WHAT YOU ARE ASKED TO DO
Pick up the High Court judgment on the death benefits claim after its last sentence and continue writing it.

DOCUMENT
▽
Neutral Citation Number: [2012] EWHC 1612 (Admlty)

Case No: 2010 CC78847

IN THE HIGH COURT OF JUSTICE
QUEEN'S BENCH DIVISION
ADMIRALTY COURT

Royal Courts of Justice

Strand, London, WC2A 2LL

Date: 15/06/2012

Before :

MR. JUSTICE TEARE

Between :

NILOUFER BRAGANZA

Claimant

- and -

BP SHIPPING LTD

BP MARITIME SERVICES (SINGAPORE) PTE LTD

Defendant

BELINDA BUCKNALL QC (instructed by Duval Vassiliades Solicitors) for the Claimant

GRAHAME ALDOUS QC (instructed by Hill Dickinson) for the Defendants

Hearing dates: 30 May 2012

Judgment

Mr. Justice Teare:

1.

On 30 May 2012 I gave judgment in this action. The Claimant succeeded in her contractual claim for the payment of death benefits in respect of her late husband in the sum of US$230,256 but failed in her claim in tort under the Fatal Accidents Act 1976 for damages in the sum of US$1,325,945.

2.

On 30 May 2012 I also ordered that the Defendant, BP, pay interest on the sum of US$230,256 at the rate of 5.25% from 1 September 2009 until 28 February 2012.
△
DATA SECTION
▽
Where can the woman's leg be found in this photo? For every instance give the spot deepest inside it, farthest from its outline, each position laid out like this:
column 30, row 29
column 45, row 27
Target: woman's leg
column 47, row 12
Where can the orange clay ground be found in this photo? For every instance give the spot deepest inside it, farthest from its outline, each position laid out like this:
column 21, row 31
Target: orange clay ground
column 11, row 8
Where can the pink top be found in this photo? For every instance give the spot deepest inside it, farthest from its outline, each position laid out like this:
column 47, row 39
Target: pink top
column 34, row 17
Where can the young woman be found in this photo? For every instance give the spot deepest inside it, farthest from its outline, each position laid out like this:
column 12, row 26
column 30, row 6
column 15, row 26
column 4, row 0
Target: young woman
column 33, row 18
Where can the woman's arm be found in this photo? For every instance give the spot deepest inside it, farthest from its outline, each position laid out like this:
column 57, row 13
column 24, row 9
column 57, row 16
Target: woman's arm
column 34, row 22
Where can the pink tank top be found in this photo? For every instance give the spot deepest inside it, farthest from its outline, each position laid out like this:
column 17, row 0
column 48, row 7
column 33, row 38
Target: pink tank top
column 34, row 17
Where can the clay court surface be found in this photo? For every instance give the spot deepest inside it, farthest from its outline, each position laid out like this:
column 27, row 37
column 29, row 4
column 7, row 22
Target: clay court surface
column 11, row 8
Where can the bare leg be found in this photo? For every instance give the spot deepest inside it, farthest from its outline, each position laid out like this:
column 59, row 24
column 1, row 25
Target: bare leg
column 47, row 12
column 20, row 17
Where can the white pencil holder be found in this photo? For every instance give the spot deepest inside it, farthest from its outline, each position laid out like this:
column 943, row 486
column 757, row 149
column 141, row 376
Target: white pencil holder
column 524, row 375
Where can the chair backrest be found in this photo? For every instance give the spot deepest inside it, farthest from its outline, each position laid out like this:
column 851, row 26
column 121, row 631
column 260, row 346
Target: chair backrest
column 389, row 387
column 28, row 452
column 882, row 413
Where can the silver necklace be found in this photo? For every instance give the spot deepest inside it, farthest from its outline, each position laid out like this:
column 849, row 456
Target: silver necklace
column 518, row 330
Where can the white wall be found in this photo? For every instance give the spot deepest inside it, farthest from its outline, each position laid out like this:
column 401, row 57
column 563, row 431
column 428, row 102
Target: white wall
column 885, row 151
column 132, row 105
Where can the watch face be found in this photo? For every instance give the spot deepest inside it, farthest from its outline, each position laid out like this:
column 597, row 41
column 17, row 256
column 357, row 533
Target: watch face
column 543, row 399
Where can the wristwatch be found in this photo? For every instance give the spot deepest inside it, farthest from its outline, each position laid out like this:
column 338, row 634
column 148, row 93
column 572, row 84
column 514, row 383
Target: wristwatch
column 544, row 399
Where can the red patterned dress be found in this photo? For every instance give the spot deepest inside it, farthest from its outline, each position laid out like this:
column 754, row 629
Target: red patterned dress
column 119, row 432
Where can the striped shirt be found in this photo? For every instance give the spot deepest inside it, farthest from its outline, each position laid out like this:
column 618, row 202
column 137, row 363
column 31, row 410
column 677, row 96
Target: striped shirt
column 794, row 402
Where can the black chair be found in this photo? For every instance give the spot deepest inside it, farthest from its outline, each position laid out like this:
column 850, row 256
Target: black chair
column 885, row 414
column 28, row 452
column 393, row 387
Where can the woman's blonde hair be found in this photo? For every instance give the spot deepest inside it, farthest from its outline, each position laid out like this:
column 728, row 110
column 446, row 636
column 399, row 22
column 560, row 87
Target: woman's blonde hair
△
WRITTEN ANSWER
3.

The Claimant submitted that she should be awarded 80% of the costs of the action. The 20% deduction was intended to reflect the fact that the Claimant had failed in her claim in tort. BP submitted that the proper order for costs should be as follows:

(i)

The Defendants to pay the Claimant’s costs of the claim in contract until 25 March 2011.

(ii)

The Claimant to pay the costs of the claim in tort before 25 March 2011 and the Defendants’ costs of both claims from 25 March 2011.

4.

I was shown an estimate of the Claimant’s costs which have been incurred on the basis of a Conditional Fee Agreement (CFA). Including a success fee of 100% they amounted to £2,639,399. That estimate was provided by the Claimant to BP on 20 February 2012. Another estimate was provided to the Court as part of the Pre-Trial Checklist which was in the sum of £1,370,000 excluding the success fee, which would suggest a total bill in the region of £2,700,000. The Claimant’s costs are, to put it mildly, striking. That is because the base figure (excluding the success fee) is greater than the failed claim in tort and several times the claim in contract which succeeded. By comparison BP’s costs were estimated in the Pre-Trial Checklist in the sum of £420,000, a little less than one third of the Claimant’s base costs.

5.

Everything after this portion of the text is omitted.